Requirements:
Copy all of the records below verbatim.

— Begin —

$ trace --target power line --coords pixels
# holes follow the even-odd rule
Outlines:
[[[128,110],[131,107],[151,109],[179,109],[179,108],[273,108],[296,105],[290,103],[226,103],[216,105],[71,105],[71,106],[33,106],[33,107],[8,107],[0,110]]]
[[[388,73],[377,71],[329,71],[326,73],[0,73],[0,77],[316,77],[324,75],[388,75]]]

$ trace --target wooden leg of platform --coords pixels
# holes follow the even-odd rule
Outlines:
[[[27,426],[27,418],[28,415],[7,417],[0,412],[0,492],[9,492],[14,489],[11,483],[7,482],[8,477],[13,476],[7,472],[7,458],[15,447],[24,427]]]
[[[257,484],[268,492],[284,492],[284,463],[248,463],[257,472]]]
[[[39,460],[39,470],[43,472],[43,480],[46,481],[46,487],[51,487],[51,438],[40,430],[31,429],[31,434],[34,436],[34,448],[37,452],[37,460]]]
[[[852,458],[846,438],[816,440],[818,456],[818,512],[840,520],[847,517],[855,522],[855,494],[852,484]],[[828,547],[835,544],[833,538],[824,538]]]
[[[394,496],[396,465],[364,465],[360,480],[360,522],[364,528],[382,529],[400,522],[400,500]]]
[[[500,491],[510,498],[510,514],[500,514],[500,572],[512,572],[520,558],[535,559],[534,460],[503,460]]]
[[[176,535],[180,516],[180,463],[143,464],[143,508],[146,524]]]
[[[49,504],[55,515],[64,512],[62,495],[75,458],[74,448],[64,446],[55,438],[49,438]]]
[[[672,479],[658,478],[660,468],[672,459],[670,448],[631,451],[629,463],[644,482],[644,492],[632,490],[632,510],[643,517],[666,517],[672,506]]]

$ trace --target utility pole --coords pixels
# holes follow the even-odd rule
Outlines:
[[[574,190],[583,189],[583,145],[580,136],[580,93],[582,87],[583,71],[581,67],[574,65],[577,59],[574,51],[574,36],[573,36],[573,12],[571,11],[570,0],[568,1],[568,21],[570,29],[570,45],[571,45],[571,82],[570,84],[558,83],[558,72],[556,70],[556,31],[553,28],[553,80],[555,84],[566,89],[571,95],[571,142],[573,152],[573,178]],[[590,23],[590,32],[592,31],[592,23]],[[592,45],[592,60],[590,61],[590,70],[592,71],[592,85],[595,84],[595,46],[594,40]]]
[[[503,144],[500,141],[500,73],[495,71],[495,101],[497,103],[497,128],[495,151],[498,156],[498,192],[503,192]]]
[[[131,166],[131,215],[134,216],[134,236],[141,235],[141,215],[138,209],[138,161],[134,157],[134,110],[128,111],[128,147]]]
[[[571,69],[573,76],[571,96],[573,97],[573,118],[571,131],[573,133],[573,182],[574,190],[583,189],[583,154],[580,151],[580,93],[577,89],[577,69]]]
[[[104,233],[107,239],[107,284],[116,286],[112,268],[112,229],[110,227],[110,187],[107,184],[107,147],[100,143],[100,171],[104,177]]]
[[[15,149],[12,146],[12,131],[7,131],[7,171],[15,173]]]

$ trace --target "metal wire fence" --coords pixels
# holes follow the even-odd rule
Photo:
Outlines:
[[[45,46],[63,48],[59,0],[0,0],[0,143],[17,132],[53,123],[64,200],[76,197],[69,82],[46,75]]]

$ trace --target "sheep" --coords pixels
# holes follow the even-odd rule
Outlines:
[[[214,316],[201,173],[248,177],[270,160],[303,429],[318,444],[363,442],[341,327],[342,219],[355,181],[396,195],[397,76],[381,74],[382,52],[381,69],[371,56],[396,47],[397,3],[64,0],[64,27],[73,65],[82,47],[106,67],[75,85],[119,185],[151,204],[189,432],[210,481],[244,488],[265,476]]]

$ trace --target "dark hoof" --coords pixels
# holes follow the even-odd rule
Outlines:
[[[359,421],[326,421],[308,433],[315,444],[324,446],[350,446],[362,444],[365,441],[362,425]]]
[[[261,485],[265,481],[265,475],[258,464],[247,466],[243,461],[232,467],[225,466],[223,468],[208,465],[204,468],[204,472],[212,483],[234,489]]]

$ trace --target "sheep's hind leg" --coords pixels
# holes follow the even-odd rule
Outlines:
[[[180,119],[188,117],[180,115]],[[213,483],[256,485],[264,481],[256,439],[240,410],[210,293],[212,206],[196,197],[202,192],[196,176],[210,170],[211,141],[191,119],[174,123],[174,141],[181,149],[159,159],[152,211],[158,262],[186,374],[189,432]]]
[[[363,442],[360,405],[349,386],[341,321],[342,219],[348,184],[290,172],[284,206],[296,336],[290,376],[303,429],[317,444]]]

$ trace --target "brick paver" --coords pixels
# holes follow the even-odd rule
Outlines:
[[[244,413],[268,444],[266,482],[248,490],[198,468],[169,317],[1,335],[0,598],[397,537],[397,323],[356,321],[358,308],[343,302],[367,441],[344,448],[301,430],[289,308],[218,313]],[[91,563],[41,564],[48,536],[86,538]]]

— End —

Solution to the problem:
$ trace --target power line --coords pixels
# holes follow the even-odd rule
Outlines:
[[[128,110],[131,107],[151,109],[179,109],[179,108],[273,108],[296,105],[290,103],[226,103],[216,105],[71,105],[71,106],[33,106],[33,107],[8,107],[0,110]]]
[[[388,73],[377,71],[329,71],[326,73],[0,73],[0,77],[316,77],[324,75],[388,75]]]

$ trace --target wooden leg of platform --coords pixels
# holes follow the even-odd rule
Outlines:
[[[27,426],[27,418],[28,415],[7,417],[0,412],[0,492],[9,492],[14,489],[11,483],[7,482],[8,477],[13,476],[7,472],[7,458],[15,447],[24,427]]]
[[[257,484],[268,492],[284,492],[284,463],[248,463],[257,472]]]
[[[39,460],[39,470],[43,472],[43,480],[46,481],[46,487],[51,487],[51,438],[40,430],[31,429],[31,434],[34,436],[34,448],[37,452],[37,460]]]
[[[852,458],[846,438],[816,440],[818,456],[818,512],[840,520],[847,517],[855,522],[855,494],[852,484]],[[828,547],[835,544],[833,538],[824,538]]]
[[[394,496],[396,465],[364,465],[360,480],[360,522],[364,528],[382,529],[400,522],[400,500]]]
[[[500,491],[510,498],[510,514],[500,514],[500,572],[512,572],[520,558],[535,559],[534,460],[503,460]]]
[[[176,535],[180,516],[180,463],[143,464],[143,508],[146,524]]]
[[[49,504],[55,515],[64,512],[62,495],[75,458],[74,448],[64,446],[55,438],[49,438]]]
[[[672,479],[658,478],[660,468],[672,459],[670,448],[631,451],[629,463],[644,482],[644,492],[632,490],[632,510],[643,517],[666,517],[672,506]]]

$ trace --target utility pole --coords pixels
# holes follow the even-odd rule
Outlines:
[[[574,190],[583,189],[583,145],[580,136],[580,93],[582,87],[583,71],[581,67],[574,65],[577,59],[574,51],[574,36],[573,36],[573,12],[571,11],[570,0],[568,1],[568,21],[570,29],[570,45],[571,45],[571,82],[570,84],[558,83],[558,72],[556,70],[556,31],[553,28],[553,80],[555,84],[566,89],[571,95],[571,142],[573,152],[573,178]],[[590,23],[590,32],[592,31],[592,23]],[[592,45],[592,60],[590,61],[590,70],[592,71],[592,85],[595,84],[595,46],[594,40]]]
[[[503,144],[500,141],[500,73],[495,71],[495,101],[497,103],[497,128],[495,151],[498,156],[498,192],[503,192]]]
[[[131,166],[131,215],[134,216],[134,236],[141,235],[141,215],[138,209],[138,161],[134,157],[134,110],[128,111],[128,147]]]
[[[571,69],[573,76],[571,96],[573,97],[573,118],[571,131],[573,133],[573,182],[574,190],[583,189],[583,154],[580,151],[580,93],[577,89],[577,69]]]
[[[104,233],[107,239],[107,284],[116,286],[112,268],[112,229],[110,227],[110,187],[107,184],[107,147],[100,143],[100,171],[104,177]]]
[[[15,149],[12,146],[12,131],[7,131],[7,171],[15,173]]]

$ trace --target "metal wire fence" --coords pixels
# holes follow the even-odd rule
Photo:
Outlines:
[[[45,46],[63,48],[59,0],[0,0],[0,143],[17,132],[53,123],[64,200],[76,197],[69,82],[46,75]]]

$ trace --target "sheep" --coords pixels
# holes follow the even-odd rule
Outlines:
[[[214,316],[201,173],[248,177],[270,160],[303,429],[318,444],[363,442],[341,327],[342,219],[355,181],[396,195],[397,76],[381,74],[382,52],[381,69],[371,56],[396,47],[397,3],[64,0],[64,27],[73,65],[82,47],[106,67],[75,85],[119,185],[151,204],[189,432],[210,481],[244,488],[265,476]]]

$ trace --target "dark hoof" --coords pixels
# holes follow the even-odd rule
Outlines:
[[[359,421],[326,421],[308,433],[315,444],[324,446],[350,446],[362,444],[365,441],[362,425]]]
[[[261,485],[265,481],[265,475],[258,464],[247,466],[243,461],[232,467],[225,466],[223,468],[208,465],[204,468],[204,472],[212,483],[234,489]]]

$ trace --target "sheep's hind leg" --coords pixels
# holes follow the even-odd rule
Outlines:
[[[180,119],[188,117],[180,115]],[[213,483],[256,485],[264,481],[256,439],[240,410],[210,293],[212,206],[196,197],[202,192],[196,176],[210,170],[211,141],[191,119],[174,123],[174,141],[181,149],[159,159],[152,211],[158,262],[186,374],[189,432]]]
[[[363,442],[360,405],[349,386],[341,321],[342,219],[348,184],[290,172],[284,206],[296,336],[290,376],[303,429],[317,444]]]

$ trace --target "brick paver" --coords pixels
# holes follow the even-odd rule
Outlines:
[[[244,413],[268,444],[266,482],[248,490],[198,468],[169,317],[1,335],[0,598],[397,537],[397,323],[356,321],[358,308],[343,302],[367,441],[344,448],[301,430],[289,308],[218,313]],[[91,563],[41,564],[48,536],[86,538]]]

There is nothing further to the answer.